MATERIAL PROVIDED =>
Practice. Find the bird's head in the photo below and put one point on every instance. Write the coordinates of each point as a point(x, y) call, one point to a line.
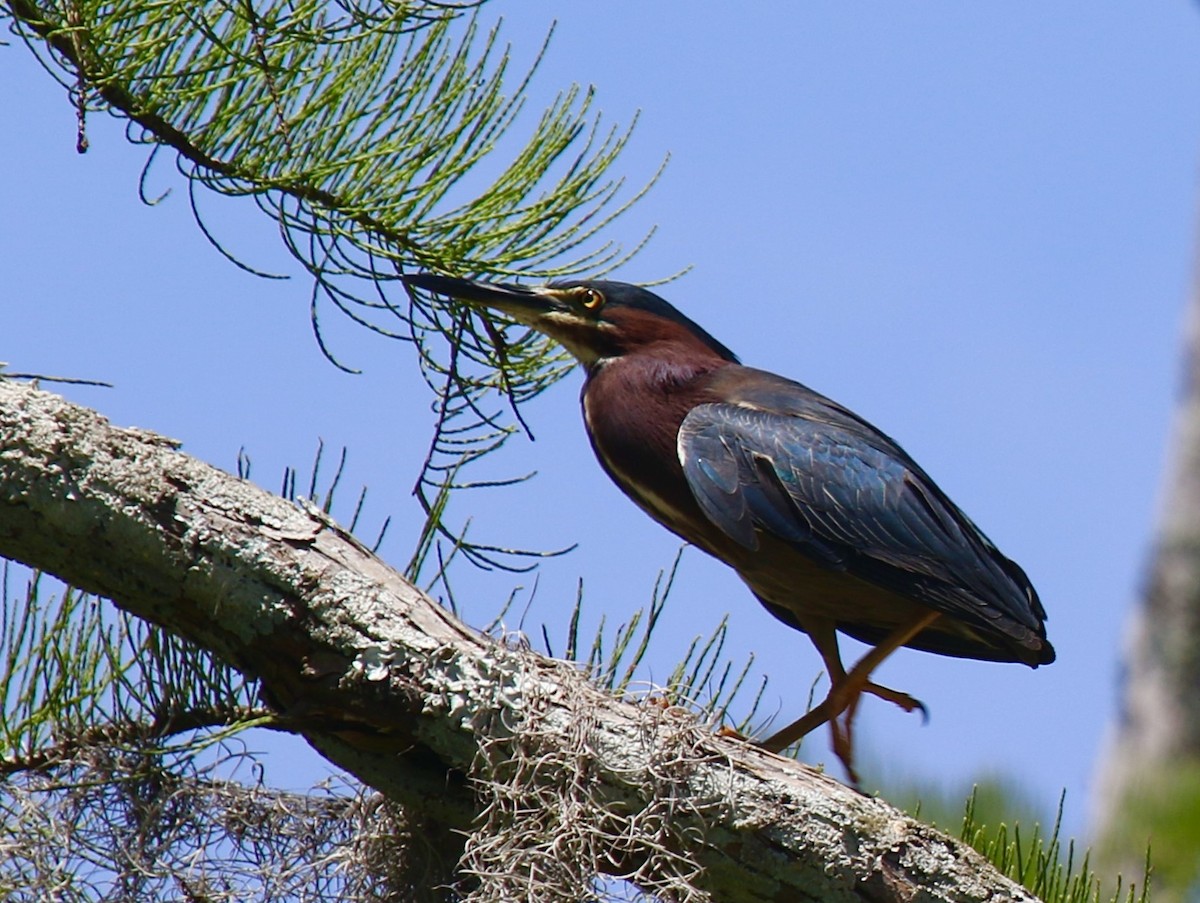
point(593, 320)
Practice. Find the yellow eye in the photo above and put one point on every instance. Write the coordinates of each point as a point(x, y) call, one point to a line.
point(591, 299)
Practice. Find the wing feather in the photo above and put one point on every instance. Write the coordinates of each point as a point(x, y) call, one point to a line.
point(820, 478)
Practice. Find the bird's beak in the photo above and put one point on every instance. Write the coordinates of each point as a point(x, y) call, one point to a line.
point(525, 304)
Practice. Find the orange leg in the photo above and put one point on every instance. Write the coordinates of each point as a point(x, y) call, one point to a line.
point(846, 687)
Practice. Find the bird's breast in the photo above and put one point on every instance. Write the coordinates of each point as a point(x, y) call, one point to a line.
point(633, 417)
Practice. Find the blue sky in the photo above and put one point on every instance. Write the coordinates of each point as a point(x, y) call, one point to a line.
point(971, 222)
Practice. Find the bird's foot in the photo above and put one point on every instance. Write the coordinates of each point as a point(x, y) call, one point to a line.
point(910, 704)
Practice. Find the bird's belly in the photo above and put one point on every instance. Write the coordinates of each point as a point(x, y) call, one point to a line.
point(814, 592)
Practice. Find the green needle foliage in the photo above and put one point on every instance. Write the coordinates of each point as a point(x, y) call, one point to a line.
point(372, 136)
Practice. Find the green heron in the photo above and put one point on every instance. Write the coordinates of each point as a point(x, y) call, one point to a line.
point(828, 521)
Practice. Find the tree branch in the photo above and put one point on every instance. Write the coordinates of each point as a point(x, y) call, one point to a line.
point(394, 689)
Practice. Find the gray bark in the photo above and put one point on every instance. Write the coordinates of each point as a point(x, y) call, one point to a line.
point(390, 687)
point(1157, 729)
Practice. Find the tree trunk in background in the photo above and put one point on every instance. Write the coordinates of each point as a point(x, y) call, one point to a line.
point(1149, 788)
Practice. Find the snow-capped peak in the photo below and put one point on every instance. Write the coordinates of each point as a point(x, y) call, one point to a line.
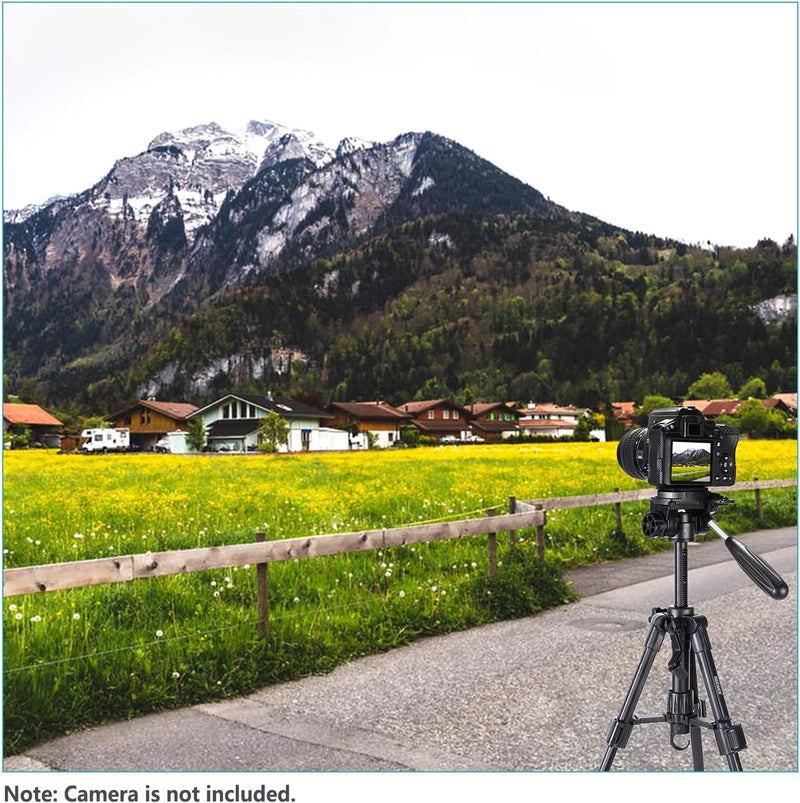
point(352, 144)
point(249, 141)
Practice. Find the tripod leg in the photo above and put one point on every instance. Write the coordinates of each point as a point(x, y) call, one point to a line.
point(730, 737)
point(619, 730)
point(694, 732)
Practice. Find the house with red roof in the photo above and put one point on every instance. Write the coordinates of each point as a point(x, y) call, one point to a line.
point(439, 418)
point(149, 420)
point(40, 424)
point(494, 421)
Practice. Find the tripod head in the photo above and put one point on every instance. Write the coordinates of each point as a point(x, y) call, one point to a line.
point(680, 513)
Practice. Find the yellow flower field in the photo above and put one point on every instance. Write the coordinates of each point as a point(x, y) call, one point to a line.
point(76, 657)
point(71, 507)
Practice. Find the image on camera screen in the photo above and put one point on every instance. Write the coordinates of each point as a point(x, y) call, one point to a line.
point(691, 462)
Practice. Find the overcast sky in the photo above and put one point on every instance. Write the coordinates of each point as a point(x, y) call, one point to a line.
point(676, 119)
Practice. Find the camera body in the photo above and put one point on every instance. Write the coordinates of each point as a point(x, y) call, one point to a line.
point(680, 447)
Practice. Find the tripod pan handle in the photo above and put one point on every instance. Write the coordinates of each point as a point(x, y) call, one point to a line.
point(758, 570)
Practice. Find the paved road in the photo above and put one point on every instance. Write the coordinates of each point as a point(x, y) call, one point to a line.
point(531, 694)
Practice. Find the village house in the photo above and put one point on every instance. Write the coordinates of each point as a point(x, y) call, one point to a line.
point(494, 421)
point(149, 421)
point(377, 421)
point(33, 419)
point(551, 420)
point(440, 419)
point(232, 425)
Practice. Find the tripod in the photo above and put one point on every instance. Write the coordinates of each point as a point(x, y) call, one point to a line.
point(680, 514)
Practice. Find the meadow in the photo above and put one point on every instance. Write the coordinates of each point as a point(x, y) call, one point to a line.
point(77, 657)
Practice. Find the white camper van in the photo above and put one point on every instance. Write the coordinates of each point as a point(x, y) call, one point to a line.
point(105, 440)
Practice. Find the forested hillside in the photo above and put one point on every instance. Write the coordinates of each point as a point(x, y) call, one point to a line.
point(488, 308)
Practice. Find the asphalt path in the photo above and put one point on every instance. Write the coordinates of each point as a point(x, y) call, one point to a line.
point(534, 694)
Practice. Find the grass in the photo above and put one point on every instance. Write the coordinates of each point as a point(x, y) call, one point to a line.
point(77, 657)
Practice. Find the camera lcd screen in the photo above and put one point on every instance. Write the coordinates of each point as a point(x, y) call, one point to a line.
point(691, 462)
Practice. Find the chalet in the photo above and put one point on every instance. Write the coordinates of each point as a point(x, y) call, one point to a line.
point(549, 419)
point(787, 402)
point(716, 407)
point(379, 420)
point(37, 420)
point(493, 422)
point(149, 420)
point(438, 419)
point(232, 424)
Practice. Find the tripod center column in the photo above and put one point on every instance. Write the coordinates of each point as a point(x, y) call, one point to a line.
point(681, 575)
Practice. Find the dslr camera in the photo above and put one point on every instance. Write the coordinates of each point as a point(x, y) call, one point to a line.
point(680, 447)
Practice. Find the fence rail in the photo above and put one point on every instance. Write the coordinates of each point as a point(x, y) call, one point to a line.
point(533, 513)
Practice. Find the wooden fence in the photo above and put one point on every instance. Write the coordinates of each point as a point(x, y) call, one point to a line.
point(521, 515)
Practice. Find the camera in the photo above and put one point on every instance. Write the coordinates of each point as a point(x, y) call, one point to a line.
point(680, 447)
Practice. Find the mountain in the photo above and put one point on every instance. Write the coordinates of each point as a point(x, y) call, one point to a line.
point(223, 257)
point(93, 279)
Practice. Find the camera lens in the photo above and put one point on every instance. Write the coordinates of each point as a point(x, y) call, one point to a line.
point(632, 453)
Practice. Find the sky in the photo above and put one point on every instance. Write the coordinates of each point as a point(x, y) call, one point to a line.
point(677, 119)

TASK =>
From the first record above to the last, output each one exactly and omit the pictures.

REPLY TO THE TASK =>
Practice. Find the bird's head in the photo below and put one point on every instance. Write the coordinates of each point as a point(x, y) call, one point to a line.
point(593, 320)
Practice. Find the yellow eye in the photo above and put one point on every instance. Write the coordinates of each point as a point(x, y) call, one point to a line.
point(591, 299)
Practice. Find the wing feather in the photo above and put one point on every instance. Write the coordinates of each point as a point(x, y) call, one point to a line.
point(820, 478)
Practice. Find the bird's beak in the photo above and put one point on every instance. Write the coordinates of each point as a point(x, y) call, one point to a line.
point(525, 304)
Practice. Find the orange leg in the photo above and put one point on every instance. Write the coordinates of each point as a point(x, y) call, one point to a line.
point(846, 687)
Practice. Find the bird's breast in the photo above and put one point on every instance. Write the coordinates of each point as a point(x, y) call, one point to a line.
point(633, 417)
Practice. Find the blue sky in the photo above and put one point on every instance. Write the coordinates of each point as a point(x, y) call, one point to a line.
point(971, 222)
Practice. Find the bird's foot in the photo above and put one point on every instance. Write the coordinates of each point as a point(x, y) call, one point to a line.
point(910, 704)
Practice. Find the bird's belly in the photo above and put one point on every instance. Write the coordinates of each point as a point(x, y) call, one point to a line.
point(814, 592)
Practice. Find the green needle foliage in the photo above and put one point on every instance. Write the coordinates of each point as a point(x, y) call, one point to a line.
point(372, 136)
Practice. Find the green heron in the photo above and put one point on every instance. Write the coordinates of each point as a point(x, y) call, one point to a line.
point(828, 521)
Practice. Find the tree branch in the photo above and put one point on every instance. Write the coordinates of each point as a point(x, y) call, one point to a line.
point(394, 689)
Practice. Find the gray bark in the photo above and put one point on every instance. Write the coordinates of each point as a point(x, y) call, one point to a line.
point(390, 687)
point(1157, 729)
Practice. Find the tree trunk in background in the photo above and put one point on every instance. Write the coordinates of each point as a point(x, y) call, one point to a line.
point(1149, 788)
Practice. Find the snow-capped peak in the photo below and put one point on every instance. Write the coordinates of each point as a point(x, y) call, one point to a line.
point(352, 144)
point(249, 141)
Practice. Find the tripod leg in the photo above and put one point on every instance. Write the coordinates of each point as a point(x, y) call, one point to a line.
point(730, 737)
point(619, 730)
point(694, 732)
Practice. Find the house with red roof in the photo above and put one point on every instance. Write the coordinates of each point as a point(x, y) call, one point to a line.
point(439, 418)
point(149, 420)
point(40, 424)
point(494, 421)
Practice. Find the tripod head in the photo above and put one point on every instance. Write the coordinates of each point as a point(x, y) call, one point to a line.
point(680, 513)
Practice. Find the yellow flower field in the photo above and put one point on every instance. Write the coordinates of each point as a point(x, y) call, one point to a line.
point(76, 657)
point(71, 507)
Practice. Find the image on camera screen in the photo above and put one point on every instance. Write the coordinates of each point as a point(x, y) call, one point to a line.
point(691, 462)
Practice. Find the overcast sky in the photo above and put one point on every instance. Write the coordinates of each point as a point(x, y) call, one point to a line.
point(676, 119)
Practice. Find the camera body in the photo above and put one point on every instance. Write the coordinates of each point as a point(x, y) call, one point to a line.
point(680, 447)
Practice. Find the tripod pan handle in the photo above and put one point on every instance. Write the coordinates of each point as a point(x, y) call, one point to a line.
point(758, 570)
Practice. Find the paved road in the photo above and put one point on every instance. Write the coordinates of each point as a point(x, y) call, one point to a line.
point(531, 694)
Practice. Find the village house in the photo above and put one point on every instance. Write the coordinates of each point as a point(x, y) call, one point to a line.
point(494, 421)
point(149, 421)
point(377, 421)
point(33, 419)
point(551, 420)
point(440, 419)
point(232, 425)
Practice. Find the tripod in the photo above and put one point on every instance. Write the coordinates of each point as a point(x, y) call, one point to a line.
point(680, 514)
Practice. Find the meadow in the photo above and put one point on every instance. Write the coordinates of each point as a point(x, y) call, one point to a line.
point(77, 657)
Practice. Find the white camper van in the photo above and put one point on every instance. Write the coordinates of each point as a point(x, y) call, one point to a line.
point(105, 440)
Practice. Find the forested hillside in the photo above and put one point on every instance. Write the coordinates of each point as a point(x, y) call, one point to a line.
point(488, 308)
Practice. Find the asphalt path in the photo above and put one point on every instance. Write the coordinates of each point as a point(x, y) call, one point to a line.
point(534, 694)
Practice. Find the grass in the photo above and put one point on every instance. Write the coordinates of each point as a point(x, y) call, one point to a line.
point(77, 657)
Practice. Find the camera lcd screen in the photo above and put one point on every instance. Write the coordinates of each point as a point(x, y) call, one point to a line.
point(691, 462)
Practice. Find the chalet in the photo above and put one point on every instance. Write the coordinates of each point as a point(x, y) call, one point to a line.
point(549, 419)
point(787, 402)
point(716, 407)
point(379, 420)
point(37, 420)
point(493, 422)
point(149, 420)
point(438, 419)
point(232, 424)
Practice. Find the tripod center column in the photo above and put one point on every instance. Write the coordinates of each point as a point(x, y) call, one point to a line.
point(681, 575)
Practice. Find the dslr camera in the photo above and put one point on every instance. Write the coordinates of each point as a point(x, y) call, one point to a line.
point(680, 447)
Practice. Find the fence rail in the photo above and put one point on every instance. Write the coordinates of each point as a point(x, y) call, one point to a line.
point(533, 513)
Practice. Find the wooden fence in the photo above and put one point on every instance. Write the coordinates of each point as a point(x, y) call, one point to a line.
point(521, 515)
Practice. Find the camera in the photo above and put one point on every instance. Write the coordinates of each point as a point(x, y) call, one point to a line.
point(680, 447)
Practice. Find the mountain in the photo above and put one point on every instance. Write the coordinates of each point as a point(x, y) call, one point to a line.
point(223, 257)
point(93, 279)
Practice. Find the camera lens in the photo above and put one point on every instance. Write the coordinates of each point as a point(x, y) call, one point to a line.
point(632, 453)
Practice. Find the sky in the photo above and put one point on every instance. Write the coordinates of each point as a point(x, y) call, one point to a line.
point(677, 119)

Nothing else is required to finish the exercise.